## What you should do
From the line containing "the cow's eye" through the last line of the data, return those lines exactly as written and nothing more.

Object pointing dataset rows
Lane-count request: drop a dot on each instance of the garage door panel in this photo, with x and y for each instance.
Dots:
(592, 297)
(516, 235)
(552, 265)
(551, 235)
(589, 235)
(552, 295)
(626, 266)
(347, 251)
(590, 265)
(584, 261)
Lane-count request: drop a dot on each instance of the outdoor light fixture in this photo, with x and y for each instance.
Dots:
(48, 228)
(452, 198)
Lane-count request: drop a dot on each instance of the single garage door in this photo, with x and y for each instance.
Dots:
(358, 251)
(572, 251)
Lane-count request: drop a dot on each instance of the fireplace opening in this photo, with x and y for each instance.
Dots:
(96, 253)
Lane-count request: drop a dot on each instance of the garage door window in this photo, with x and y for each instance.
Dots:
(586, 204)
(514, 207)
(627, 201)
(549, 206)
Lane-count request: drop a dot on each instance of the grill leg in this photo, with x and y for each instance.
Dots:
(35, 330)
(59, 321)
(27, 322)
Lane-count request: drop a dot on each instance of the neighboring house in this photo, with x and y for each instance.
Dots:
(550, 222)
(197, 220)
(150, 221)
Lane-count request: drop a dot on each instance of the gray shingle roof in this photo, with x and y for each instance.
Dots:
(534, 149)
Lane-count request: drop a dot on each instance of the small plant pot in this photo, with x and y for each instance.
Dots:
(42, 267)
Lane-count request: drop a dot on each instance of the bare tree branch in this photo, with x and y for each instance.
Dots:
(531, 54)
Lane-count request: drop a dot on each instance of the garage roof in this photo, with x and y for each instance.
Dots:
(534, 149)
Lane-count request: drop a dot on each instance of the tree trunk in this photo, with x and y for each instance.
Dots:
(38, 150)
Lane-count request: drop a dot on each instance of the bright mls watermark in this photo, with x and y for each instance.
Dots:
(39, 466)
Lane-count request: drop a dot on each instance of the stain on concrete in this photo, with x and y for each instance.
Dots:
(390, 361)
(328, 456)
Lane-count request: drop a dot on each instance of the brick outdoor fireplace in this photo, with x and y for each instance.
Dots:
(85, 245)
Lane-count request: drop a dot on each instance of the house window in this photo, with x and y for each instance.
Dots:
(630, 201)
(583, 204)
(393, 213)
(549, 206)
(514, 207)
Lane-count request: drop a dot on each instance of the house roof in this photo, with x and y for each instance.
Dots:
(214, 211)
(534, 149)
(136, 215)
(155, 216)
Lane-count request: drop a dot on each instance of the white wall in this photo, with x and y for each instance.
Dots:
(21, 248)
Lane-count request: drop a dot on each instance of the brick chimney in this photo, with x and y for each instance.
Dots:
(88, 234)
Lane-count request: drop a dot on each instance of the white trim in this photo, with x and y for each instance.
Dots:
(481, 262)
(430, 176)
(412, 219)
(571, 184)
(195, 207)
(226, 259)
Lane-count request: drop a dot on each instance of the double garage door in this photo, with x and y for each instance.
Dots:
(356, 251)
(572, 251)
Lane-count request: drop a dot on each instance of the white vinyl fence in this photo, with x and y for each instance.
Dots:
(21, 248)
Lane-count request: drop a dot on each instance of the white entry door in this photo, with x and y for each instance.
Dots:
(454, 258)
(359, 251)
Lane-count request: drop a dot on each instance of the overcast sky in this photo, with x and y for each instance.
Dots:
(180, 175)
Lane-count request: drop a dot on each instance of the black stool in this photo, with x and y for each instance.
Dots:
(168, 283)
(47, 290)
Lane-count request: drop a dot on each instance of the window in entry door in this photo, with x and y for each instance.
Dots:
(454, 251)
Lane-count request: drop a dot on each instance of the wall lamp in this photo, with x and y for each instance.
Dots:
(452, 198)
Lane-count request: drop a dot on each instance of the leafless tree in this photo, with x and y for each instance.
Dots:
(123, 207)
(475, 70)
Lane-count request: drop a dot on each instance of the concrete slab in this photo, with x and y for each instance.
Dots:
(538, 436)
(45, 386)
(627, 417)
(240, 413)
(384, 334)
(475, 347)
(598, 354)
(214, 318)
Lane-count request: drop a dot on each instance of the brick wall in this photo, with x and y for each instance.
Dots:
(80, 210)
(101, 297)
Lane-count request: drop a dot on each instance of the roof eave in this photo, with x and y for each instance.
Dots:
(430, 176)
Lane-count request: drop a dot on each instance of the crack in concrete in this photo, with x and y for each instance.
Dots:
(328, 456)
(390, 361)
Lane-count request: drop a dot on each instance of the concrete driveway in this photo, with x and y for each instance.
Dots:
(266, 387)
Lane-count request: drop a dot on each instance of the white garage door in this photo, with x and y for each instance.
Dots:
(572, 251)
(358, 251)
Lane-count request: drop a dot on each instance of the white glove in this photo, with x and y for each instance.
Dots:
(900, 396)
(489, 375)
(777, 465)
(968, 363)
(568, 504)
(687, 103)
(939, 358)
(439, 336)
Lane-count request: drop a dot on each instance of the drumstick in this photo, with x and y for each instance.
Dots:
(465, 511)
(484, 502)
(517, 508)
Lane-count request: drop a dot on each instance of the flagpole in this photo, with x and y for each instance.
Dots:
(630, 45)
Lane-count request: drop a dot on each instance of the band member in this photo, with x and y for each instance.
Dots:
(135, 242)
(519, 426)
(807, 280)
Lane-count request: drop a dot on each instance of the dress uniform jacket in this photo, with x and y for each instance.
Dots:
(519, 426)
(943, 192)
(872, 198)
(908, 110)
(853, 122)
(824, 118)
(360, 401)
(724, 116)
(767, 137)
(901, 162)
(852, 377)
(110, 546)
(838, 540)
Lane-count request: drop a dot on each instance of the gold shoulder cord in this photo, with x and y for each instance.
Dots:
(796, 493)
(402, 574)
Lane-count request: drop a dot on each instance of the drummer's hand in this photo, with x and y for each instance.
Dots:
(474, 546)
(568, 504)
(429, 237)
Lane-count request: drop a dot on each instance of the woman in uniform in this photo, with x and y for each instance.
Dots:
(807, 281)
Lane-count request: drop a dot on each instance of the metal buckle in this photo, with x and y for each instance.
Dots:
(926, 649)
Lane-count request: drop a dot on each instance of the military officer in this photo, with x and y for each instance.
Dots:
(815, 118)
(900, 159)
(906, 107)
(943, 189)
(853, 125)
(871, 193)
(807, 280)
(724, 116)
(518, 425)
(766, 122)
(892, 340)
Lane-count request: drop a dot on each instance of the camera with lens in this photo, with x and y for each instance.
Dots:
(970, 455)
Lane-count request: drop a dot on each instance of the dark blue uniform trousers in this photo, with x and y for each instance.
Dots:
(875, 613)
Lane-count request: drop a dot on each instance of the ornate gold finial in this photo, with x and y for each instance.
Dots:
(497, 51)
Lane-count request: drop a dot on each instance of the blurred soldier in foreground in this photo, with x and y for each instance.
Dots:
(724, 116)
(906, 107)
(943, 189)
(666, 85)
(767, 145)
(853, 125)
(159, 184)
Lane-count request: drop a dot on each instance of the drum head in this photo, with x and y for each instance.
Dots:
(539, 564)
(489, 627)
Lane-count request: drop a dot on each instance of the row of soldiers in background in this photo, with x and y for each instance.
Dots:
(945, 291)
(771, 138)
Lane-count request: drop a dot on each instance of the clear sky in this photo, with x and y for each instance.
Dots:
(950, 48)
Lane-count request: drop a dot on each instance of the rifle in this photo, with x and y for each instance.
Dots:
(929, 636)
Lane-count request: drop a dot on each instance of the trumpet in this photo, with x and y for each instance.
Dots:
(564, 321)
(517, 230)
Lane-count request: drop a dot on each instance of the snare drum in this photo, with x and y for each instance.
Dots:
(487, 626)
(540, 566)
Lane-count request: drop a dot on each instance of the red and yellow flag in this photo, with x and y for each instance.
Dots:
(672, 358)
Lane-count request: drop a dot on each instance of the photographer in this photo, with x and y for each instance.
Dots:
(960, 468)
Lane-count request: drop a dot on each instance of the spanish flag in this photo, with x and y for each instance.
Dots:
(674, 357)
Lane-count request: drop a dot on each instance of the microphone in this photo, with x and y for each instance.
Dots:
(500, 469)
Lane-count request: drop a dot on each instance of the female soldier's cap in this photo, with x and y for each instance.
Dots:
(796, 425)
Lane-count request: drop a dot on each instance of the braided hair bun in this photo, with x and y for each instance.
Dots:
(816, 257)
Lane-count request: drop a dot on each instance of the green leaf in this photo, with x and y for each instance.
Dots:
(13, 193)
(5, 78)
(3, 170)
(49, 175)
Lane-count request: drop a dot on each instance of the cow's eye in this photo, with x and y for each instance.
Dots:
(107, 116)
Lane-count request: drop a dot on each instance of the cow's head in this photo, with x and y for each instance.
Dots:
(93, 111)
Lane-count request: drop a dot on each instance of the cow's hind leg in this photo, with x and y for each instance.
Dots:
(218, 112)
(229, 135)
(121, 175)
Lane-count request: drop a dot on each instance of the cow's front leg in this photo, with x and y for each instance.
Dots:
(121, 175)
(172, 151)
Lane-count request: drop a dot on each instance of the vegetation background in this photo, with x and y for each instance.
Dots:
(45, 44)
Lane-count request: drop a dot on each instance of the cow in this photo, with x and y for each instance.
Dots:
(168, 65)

## Worked solution
Lane-count request: drop a dot on each instance of the cow's eye in this photo, with x and y for each instance.
Dots:
(107, 116)
Lane-count request: drop a dot on each instance of the cow's head in this photo, with x and y for each instance.
Dots:
(93, 111)
Lane-count request: drop a dot on each instance of the cow's hind leg in this photo, with x and y for each instance.
Dots:
(218, 112)
(229, 135)
(121, 175)
Lane-count request: drop a dot on each instance of the cow's front leg in this photo, with x and y for each instance.
Dots:
(121, 175)
(172, 151)
Lane-count request: drop a dot on each instance of the vegetation background in this photo, with x and y for each instance.
Dots:
(45, 44)
Lane-count request: drop a dot on each instance of the cow in this photo, with x and y for each instance.
Dots:
(168, 65)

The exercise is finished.